━━ Records shown

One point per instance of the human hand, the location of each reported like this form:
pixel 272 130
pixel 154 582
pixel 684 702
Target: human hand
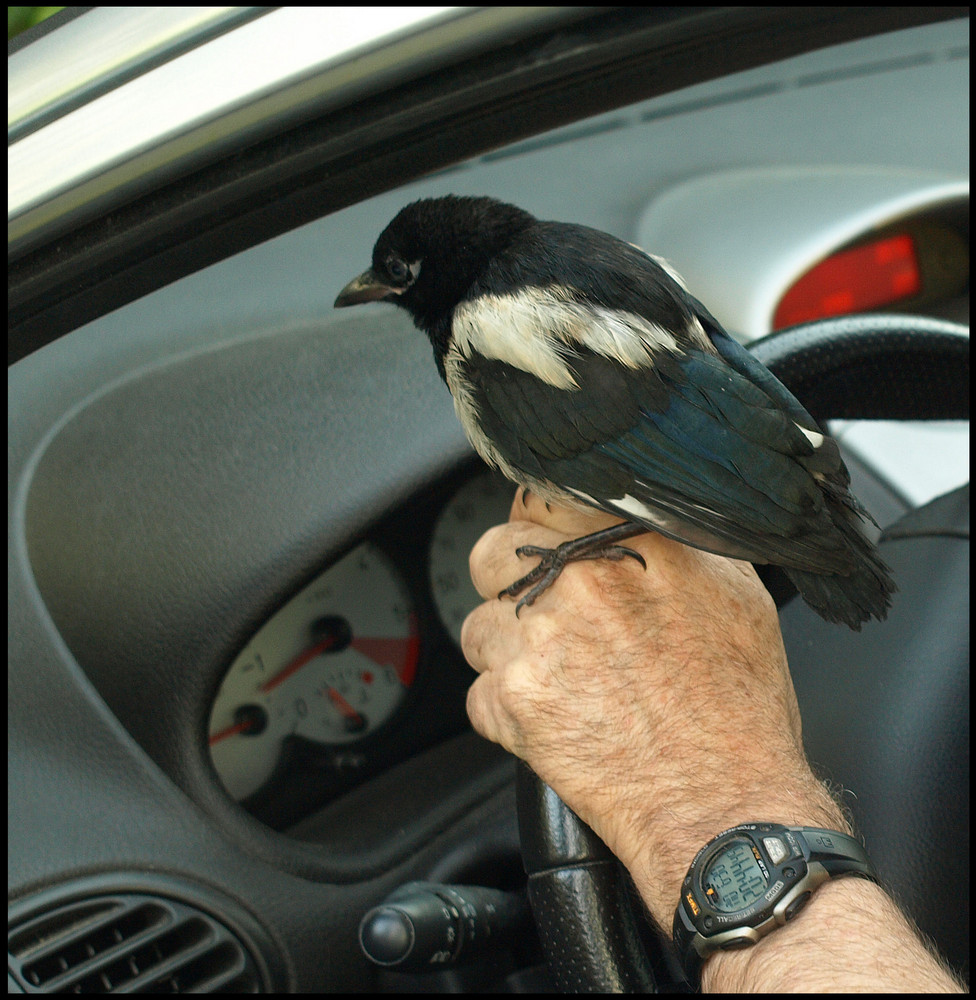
pixel 657 704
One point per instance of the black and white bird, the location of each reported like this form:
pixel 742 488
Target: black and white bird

━━━━

▶ **What needs to be done**: Copy out every row above word for word, leaving out the pictures.

▶ **Final result**:
One point per instance of the human hand, the location of each reported like this form:
pixel 272 130
pixel 154 582
pixel 684 702
Target: human hand
pixel 657 704
One point per instance of the black and white bird, the location of each reported like this form:
pixel 742 488
Target: black and white bird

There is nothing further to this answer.